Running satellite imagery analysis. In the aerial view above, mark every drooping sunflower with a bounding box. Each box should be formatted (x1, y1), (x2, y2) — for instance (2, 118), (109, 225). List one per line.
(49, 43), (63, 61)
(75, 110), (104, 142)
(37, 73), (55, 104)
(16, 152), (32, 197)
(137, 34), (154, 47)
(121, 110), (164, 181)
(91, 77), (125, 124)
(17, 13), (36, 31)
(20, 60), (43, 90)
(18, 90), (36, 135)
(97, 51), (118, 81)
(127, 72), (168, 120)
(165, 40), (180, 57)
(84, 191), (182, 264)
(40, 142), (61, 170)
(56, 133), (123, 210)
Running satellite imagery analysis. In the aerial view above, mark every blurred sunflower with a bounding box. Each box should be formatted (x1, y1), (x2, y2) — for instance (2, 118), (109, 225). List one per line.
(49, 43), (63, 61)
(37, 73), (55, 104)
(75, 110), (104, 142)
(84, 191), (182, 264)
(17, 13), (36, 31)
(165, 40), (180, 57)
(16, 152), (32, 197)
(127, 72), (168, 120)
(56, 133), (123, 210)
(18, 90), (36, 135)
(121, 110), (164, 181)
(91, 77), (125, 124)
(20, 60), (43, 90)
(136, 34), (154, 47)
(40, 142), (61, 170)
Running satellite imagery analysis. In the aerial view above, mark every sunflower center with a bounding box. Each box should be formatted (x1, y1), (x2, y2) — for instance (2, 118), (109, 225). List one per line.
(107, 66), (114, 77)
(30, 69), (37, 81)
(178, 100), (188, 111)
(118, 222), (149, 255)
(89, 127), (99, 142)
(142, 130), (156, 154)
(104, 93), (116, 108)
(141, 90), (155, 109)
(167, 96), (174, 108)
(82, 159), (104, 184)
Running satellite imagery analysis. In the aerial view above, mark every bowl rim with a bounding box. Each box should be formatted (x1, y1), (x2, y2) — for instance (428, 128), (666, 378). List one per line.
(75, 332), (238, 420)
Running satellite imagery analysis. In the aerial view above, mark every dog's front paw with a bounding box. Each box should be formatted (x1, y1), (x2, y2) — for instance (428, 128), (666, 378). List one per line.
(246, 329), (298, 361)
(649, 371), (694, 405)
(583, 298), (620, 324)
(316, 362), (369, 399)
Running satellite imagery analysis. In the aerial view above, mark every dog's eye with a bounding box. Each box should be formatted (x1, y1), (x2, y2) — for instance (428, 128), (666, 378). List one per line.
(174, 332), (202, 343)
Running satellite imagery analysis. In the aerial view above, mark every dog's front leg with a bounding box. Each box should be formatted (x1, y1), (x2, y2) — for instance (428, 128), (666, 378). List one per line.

____

Aim of the exercise -
Please format every line of the records above as a Markdown table with the columns Row and Line, numbering the rows in order and leaving out blank lines.

Written solution -
| Row | Line |
|---|---|
| 1 | Running satellite imagery analysis. In the aerial view above, mark every drooping sunflower with a bounding box. Each box should be formatted (x1, y1), (x2, y2) — for instance (2, 118), (109, 225). List one per line. |
| 2 | (49, 43), (63, 61) |
| 3 | (75, 110), (104, 142) |
| 4 | (37, 73), (55, 104) |
| 5 | (16, 152), (32, 197) |
| 6 | (137, 34), (154, 47) |
| 7 | (121, 110), (164, 181) |
| 8 | (91, 77), (125, 124) |
| 9 | (17, 13), (36, 31) |
| 10 | (20, 60), (43, 90) |
| 11 | (18, 90), (36, 135) |
| 12 | (97, 51), (118, 81) |
| 13 | (127, 72), (168, 120) |
| 14 | (165, 40), (180, 57) |
| 15 | (84, 191), (182, 264) |
| 16 | (40, 142), (61, 170) |
| 17 | (56, 133), (123, 210) |
| 18 | Running satellite imagery analysis. In the aerial view above, mark every blurred sunflower with a bounding box. Each box should be formatted (x1, y1), (x2, y2) — for instance (2, 118), (109, 225). List one per line. |
| 19 | (49, 43), (63, 61) |
| 20 | (37, 73), (55, 104) |
| 21 | (75, 110), (104, 142) |
| 22 | (84, 191), (182, 264) |
| 23 | (17, 13), (36, 31) |
| 24 | (165, 40), (180, 57) |
| 25 | (16, 152), (32, 197) |
| 26 | (127, 72), (168, 120) |
| 27 | (56, 133), (123, 210) |
| 28 | (18, 90), (36, 135) |
| 29 | (121, 110), (164, 181) |
| 30 | (91, 77), (125, 124) |
| 31 | (20, 60), (43, 90) |
| 32 | (136, 34), (154, 47) |
| 33 | (40, 142), (61, 170) |
| 34 | Running satellite imagery analysis. In the aerial view above, mark every sunflower center with a bounding box. Each box should be formatted (x1, y1), (x2, y2) — for instance (2, 118), (109, 225). List one per line. |
| 35 | (107, 66), (114, 77) |
| 36 | (30, 69), (37, 81) |
| 37 | (178, 100), (188, 111) |
| 38 | (118, 222), (149, 255) |
| 39 | (89, 127), (99, 142) |
| 40 | (142, 130), (156, 154) |
| 41 | (104, 93), (116, 108) |
| 42 | (141, 90), (155, 109) |
| 43 | (167, 96), (174, 108) |
| 44 | (82, 159), (104, 184) |
| 45 | Running satellite imagery analysis. In the aerial view above, mark every bowl rim with a bounding box. Each box should be formatted (x1, y1), (x2, y2) — for instance (428, 128), (666, 378). List one per line. |
| 46 | (75, 332), (238, 420) |
| 47 | Running satellite imagery analysis. In the aerial view above, mark every dog's front paw with a bounding box. Each box should be formatted (x1, y1), (x2, y2) — for instance (428, 128), (666, 378). List one per line. |
| 48 | (246, 329), (298, 361) |
| 49 | (649, 371), (694, 405) |
| 50 | (583, 298), (620, 324) |
| 51 | (316, 362), (369, 399) |
| 52 | Running satellite imagery analysis. In the aerial view above, mark every dog's eye with a bounding box. Each box should be formatted (x1, y1), (x2, y2) — for instance (428, 128), (666, 378). List one per line. |
| 53 | (174, 332), (202, 343) |
| 54 | Running satellite imagery analysis. In the aerial view above, mark every dog's front leg with a bounding box. Each box should be formatted (x1, y1), (x2, y2) — for instance (428, 128), (666, 378). List one per line. |